(What to do)
Convert each of the entries below into a JSON list of strings, with one string per line and any blank lines left out.

################

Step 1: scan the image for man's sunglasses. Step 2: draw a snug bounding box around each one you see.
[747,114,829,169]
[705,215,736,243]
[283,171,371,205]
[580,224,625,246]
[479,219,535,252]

################

(Task response)
[
  "Step 1: scan the image for man's sunglasses. Step 2: draw a snug bounding box around each one you see.",
  "[747,114,829,169]",
  "[705,215,736,243]",
  "[283,171,371,205]",
  "[580,224,625,246]",
  "[479,219,535,252]"
]